*** Begin section ***

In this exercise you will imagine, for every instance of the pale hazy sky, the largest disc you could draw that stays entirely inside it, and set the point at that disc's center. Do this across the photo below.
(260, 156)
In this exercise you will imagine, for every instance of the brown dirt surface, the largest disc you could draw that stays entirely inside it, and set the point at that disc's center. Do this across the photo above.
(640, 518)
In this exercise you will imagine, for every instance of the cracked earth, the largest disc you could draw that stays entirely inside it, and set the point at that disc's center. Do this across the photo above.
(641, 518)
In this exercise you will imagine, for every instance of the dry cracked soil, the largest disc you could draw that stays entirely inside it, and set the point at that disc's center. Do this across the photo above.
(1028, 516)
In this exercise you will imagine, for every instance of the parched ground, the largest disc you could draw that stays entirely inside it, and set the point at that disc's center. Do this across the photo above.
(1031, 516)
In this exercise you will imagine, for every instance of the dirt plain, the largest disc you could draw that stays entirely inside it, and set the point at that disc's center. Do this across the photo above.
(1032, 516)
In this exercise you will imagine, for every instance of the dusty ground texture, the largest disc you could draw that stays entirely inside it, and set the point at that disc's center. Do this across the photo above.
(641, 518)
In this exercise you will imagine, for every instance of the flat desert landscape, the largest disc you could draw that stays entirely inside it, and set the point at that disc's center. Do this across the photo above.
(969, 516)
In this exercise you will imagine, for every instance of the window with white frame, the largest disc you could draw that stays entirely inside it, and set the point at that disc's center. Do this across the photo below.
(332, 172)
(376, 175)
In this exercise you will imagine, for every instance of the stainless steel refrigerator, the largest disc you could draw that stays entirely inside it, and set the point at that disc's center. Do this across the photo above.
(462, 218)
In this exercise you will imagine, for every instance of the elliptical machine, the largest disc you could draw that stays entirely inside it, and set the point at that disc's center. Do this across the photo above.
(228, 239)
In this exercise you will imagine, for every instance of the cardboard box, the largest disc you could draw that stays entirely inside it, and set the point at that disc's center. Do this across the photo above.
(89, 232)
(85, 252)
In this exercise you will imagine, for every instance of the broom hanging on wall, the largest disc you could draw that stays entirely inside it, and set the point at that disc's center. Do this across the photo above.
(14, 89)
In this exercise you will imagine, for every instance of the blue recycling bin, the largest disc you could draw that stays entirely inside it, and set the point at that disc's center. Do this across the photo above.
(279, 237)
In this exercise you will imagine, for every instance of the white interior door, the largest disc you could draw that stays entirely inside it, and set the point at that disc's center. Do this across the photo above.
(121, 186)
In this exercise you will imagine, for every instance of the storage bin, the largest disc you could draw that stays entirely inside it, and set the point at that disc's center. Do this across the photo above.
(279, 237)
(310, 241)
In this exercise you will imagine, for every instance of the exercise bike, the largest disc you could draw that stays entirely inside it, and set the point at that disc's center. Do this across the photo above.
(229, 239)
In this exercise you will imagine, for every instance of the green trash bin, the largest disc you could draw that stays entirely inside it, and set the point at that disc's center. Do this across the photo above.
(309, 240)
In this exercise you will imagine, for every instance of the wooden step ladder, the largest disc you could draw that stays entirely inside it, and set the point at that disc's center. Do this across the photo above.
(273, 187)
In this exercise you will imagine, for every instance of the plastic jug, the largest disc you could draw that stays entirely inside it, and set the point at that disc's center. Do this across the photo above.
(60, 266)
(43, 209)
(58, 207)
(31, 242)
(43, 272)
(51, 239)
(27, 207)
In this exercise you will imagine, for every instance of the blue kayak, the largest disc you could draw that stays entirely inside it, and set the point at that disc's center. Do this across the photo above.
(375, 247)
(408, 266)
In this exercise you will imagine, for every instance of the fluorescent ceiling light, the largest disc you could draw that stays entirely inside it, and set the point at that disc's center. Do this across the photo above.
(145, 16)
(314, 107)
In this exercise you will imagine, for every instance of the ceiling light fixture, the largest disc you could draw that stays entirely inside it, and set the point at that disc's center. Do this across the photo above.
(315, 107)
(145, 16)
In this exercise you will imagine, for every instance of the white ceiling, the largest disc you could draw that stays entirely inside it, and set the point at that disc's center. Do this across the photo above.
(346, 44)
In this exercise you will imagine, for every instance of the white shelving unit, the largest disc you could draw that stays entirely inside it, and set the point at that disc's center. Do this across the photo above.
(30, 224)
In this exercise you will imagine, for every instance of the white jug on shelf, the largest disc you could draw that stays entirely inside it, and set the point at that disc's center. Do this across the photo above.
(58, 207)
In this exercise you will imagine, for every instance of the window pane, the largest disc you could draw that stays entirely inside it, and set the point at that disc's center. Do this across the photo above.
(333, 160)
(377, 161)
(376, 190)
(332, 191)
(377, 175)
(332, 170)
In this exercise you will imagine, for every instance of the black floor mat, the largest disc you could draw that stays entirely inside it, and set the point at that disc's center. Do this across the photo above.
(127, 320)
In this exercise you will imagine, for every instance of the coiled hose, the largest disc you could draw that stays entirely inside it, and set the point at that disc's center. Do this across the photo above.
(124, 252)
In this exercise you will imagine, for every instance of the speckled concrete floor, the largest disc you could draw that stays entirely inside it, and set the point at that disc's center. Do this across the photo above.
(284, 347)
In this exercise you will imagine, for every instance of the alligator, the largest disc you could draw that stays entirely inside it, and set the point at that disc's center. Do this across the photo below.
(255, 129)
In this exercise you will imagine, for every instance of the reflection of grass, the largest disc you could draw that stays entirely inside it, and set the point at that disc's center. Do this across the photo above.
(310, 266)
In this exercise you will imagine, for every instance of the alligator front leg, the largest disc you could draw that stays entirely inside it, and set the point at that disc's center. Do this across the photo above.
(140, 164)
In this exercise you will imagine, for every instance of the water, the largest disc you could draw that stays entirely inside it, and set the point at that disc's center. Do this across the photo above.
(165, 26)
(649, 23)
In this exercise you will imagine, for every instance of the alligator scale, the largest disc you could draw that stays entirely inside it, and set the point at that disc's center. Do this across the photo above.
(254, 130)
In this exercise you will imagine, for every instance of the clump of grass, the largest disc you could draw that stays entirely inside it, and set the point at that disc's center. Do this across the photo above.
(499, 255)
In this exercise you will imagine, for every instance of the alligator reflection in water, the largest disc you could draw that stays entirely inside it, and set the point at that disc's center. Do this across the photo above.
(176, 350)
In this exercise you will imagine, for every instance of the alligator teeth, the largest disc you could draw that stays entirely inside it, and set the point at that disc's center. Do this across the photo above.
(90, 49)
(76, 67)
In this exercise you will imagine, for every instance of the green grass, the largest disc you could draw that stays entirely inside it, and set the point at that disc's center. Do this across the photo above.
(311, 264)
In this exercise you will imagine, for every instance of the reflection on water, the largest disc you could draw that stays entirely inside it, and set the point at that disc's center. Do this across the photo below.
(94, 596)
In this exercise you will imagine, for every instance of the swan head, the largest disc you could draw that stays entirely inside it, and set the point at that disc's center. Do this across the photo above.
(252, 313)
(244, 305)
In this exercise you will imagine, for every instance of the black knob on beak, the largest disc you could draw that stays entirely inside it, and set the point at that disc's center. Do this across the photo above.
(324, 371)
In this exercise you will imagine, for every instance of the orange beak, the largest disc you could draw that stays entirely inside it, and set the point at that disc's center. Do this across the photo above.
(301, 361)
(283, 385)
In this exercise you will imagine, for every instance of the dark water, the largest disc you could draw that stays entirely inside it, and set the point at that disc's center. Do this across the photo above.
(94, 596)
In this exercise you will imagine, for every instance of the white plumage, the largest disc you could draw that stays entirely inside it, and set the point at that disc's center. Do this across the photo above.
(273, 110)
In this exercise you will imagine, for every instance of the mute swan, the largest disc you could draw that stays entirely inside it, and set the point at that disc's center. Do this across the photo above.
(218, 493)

*** End section ***

# What is being asked
Restate each entry word for word.

# Task response
In this exercise you will imagine, for every instance of the pale hazy sky, the largest disc you could draw that stays entirely inside it, and set the point at that disc's center. Do this across the photo below.
(260, 156)
In this exercise you will imagine, for every instance of the brown dirt surface, the largest disc you could draw that stays entirely inside it, and set the point at that disc's center. Do this across the photo above.
(640, 518)
In this exercise you will imagine, for every instance of the cracked earth, the largest disc you could draw that stays entirely inside it, and set the point at that disc's center. Do this across the photo above.
(641, 518)
In this exercise you will imagine, for every instance of the dry cracked soil, the largest disc you could draw that stays entirely inside it, and set the point at that disc's center. Do this across the photo above.
(1028, 516)
In this exercise you will imagine, for every instance of the parched ground, the largest disc you could draw that stays entirely inside it, and set the point at that disc's center. Do this across the photo above.
(1031, 516)
In this exercise you will imagine, for every instance of the dirt plain, the largest disc you could draw that stays entirely inside it, and set the point at that disc's center. Do this across the photo above.
(1032, 516)
In this exercise you will imagine, for every instance of the dusty ground texture, the largest disc you could draw that stays entirely inside it, and set the point at that disc's center. Do this across the photo above.
(641, 518)
In this exercise you will imagine, for every instance of the flat desert landscape, the largest disc you could draw that stays entirely inside it, and set the point at that disc's center. Do this across the photo above.
(969, 516)
In this exercise you will imagine, for every instance of the window with white frame, the largest disc you could draw that stays entirely inside it, and set the point at that disc's center. Do this across the photo below.
(332, 172)
(376, 175)
In this exercise you will imagine, for every instance of the stainless steel refrigerator, the largest disc you could draw that stays entirely inside it, and set the point at that disc's center. Do this across the photo above.
(462, 218)
In this exercise you will imagine, for every instance of the elliptical machine, the largest disc you could draw that stays entirely inside it, and set the point at that disc's center. Do this across the photo above.
(228, 239)
In this exercise you will imagine, for every instance of the cardboard box, the largest disc you could draw that stays entirely inside it, and set the point at that disc's center. Do this across the photo above.
(89, 232)
(85, 252)
In this exercise you will imagine, for every instance of the broom hanging on wall, the largest disc you could draw that stays entirely inside it, and set the point at that disc's center. Do this across the photo above.
(14, 89)
In this exercise you will imagine, for every instance of the blue recycling bin, the largest disc you could draw that stays entirely inside it, and set the point at that disc's center. Do this across the photo above.
(279, 237)
In this exercise you will imagine, for every instance of the white interior door, the largest disc you could draw that stays entirely inside it, and set the point at that disc's center. Do this across the photo above.
(121, 186)
In this exercise you will imagine, for every instance of the storage bin, the largest disc you could draw that stays entirely inside it, and set the point at that disc's center. Do this across the photo above.
(279, 237)
(310, 241)
In this exercise you will imagine, for every instance of the exercise bike, the largest disc you could draw that stays entirely inside it, and set the point at that disc's center. Do this across the photo above.
(229, 239)
In this exercise you will imagine, for every instance of the green trash bin, the largest disc you could draw that stays entirely inside it, and set the point at that disc's center. Do this across the photo above.
(309, 240)
In this exercise you will imagine, for every instance of the wooden step ladder, the largest disc you could draw that stays entirely inside it, and set the point at that disc's center. Do this across the photo above.
(273, 187)
In this exercise you will imagine, for every instance of the plastic jug, the largest disc you could draw that stays entirely inside it, and set the point at that disc's center. Do this across the photo above.
(60, 266)
(43, 209)
(58, 207)
(31, 242)
(43, 272)
(51, 239)
(27, 207)
In this exercise you will imagine, for every instance of the blue kayak, the largest disc you could draw that stays entirely inside it, and set the point at that disc's center. Do this across the photo above.
(375, 247)
(408, 266)
In this exercise you will imagine, for every instance of the fluorescent ceiling light, the largest disc you could draw that stays entirely inside it, and set the point at that disc's center. Do this across the photo above.
(145, 16)
(314, 107)
In this exercise you will imagine, for every instance of the ceiling light fixture, the largest disc you could draw that stays entirely inside it, and set the point at that disc's center. Do this across the photo above.
(315, 107)
(145, 16)
In this exercise you will imagine, for every instance of the white ceiling, the largest disc you could draw that stays entirely inside it, and set the point at that disc's center. Do this across the photo above.
(346, 44)
In this exercise you will imagine, for every instance of the white shelving unit, the largest disc you could draw that stays entirely inside it, and set the point at that disc's center. Do this across the photo above.
(30, 224)
In this exercise you will imagine, for every instance of the white jug on shelf, the largest disc you could draw that stays entirely inside it, and set the point at that disc's center. Do this across the photo above.
(58, 207)
In this exercise you will imagine, for every instance of the window pane, the largest disc you could draw that stays entirely inside it, and set the point at that disc's center. Do this across the photo above.
(333, 160)
(377, 161)
(376, 190)
(332, 191)
(377, 175)
(332, 170)
In this exercise you will imagine, for every instance of the black floor mat, the largest disc you could draw that stays entirely inside it, and set the point at that disc's center. Do this across the photo above.
(127, 320)
In this exercise you will imagine, for every instance of the coiled hose, the largest disc you could draw that stays entirely inside it, and set the point at that disc's center. Do this across the photo above.
(124, 252)
In this exercise you will imagine, for every instance of the speckled concrete floor, the largest disc you could draw that stays entirely inside it, and set the point at that disc's center. Do this across the photo above.
(284, 347)
In this exercise you will imagine, for every instance of the alligator, the largest disc you could draw that stays entirely inside it, and set the point at that disc's center. Do this across the photo below.
(255, 129)
In this exercise you will imagine, for every instance of the reflection of grass, the largest disc you could draw that stays entirely inside it, and set the point at that disc's center. Do this across the photo above.
(310, 266)
In this exercise you will imagine, for every instance of the alligator front leg, the largest disc you could draw that stays entirely inside it, and set the point at that disc's center. Do this across the photo above.
(140, 164)
In this exercise you will imagine, for every instance of the water, the largest disc you could draw that stays entirely inside it, and set the point at that disc's center. Do this across the photo above.
(165, 26)
(649, 23)
In this exercise you will imagine, for every instance of the alligator scale, the largest disc you could draw that stays entirely inside it, and set the point at that disc's center. Do this across the photo above.
(254, 130)
In this exercise you will imagine, for every instance of the clump of grass, the largest disc you could draw that stays entirely inside it, and set the point at that disc's center. Do this across the photo above.
(499, 255)
In this exercise you will imagine, for every instance of the alligator reflection in water, the largest disc you could draw that stays entirely inside it, and set the point at that disc's center. Do this across the photo above.
(176, 350)
In this exercise you will imagine, for every instance of the alligator teeth, the largest disc you could draw that stays entirely inside it, and set the point at that disc's center. Do this across the photo above.
(90, 49)
(76, 67)
In this exercise you will imagine, for every instance of the green grass, the largest disc you could draw that stays entirely inside it, and set the point at that disc's center. Do this across the photo above.
(311, 264)
In this exercise you will imagine, for every instance of the reflection on water, the largest disc you could draw that stays entirely inside it, and set the point at that disc's center. Do this across the photo below.
(94, 596)
In this exercise you will imagine, for every instance of the swan head, the largest disc you could draw that stays entirely inside it, and set the point at that disc's center. Do this across the photo above.
(252, 313)
(244, 305)
In this exercise you will imagine, for every instance of the black knob on beak, the largest disc you could draw that stays entirely inside it, and set the point at that disc's center. Do this across the photo above.
(324, 371)
In this exercise you will imagine, for every instance of the orange beak, the largest disc you could draw that stays entirely inside it, and set the point at that disc's center. Do this across the photo above.
(301, 361)
(283, 385)
In this exercise you will imagine, for every instance of the dark water, the largest disc you could draw that stays entirely inside it, and set the point at that disc's center. Do this across the photo above.
(94, 596)
In this exercise you will imagine, for every instance of the white plumage, the largest disc you could draw that stays entirely inside it, and set the point at that disc's center. Do this across the photo above.
(273, 110)
In this exercise you will imagine, for every instance of the mute swan, the largest disc you could draw that stays entirely inside it, and set the point at that disc's center. Do this across the photo above.
(218, 493)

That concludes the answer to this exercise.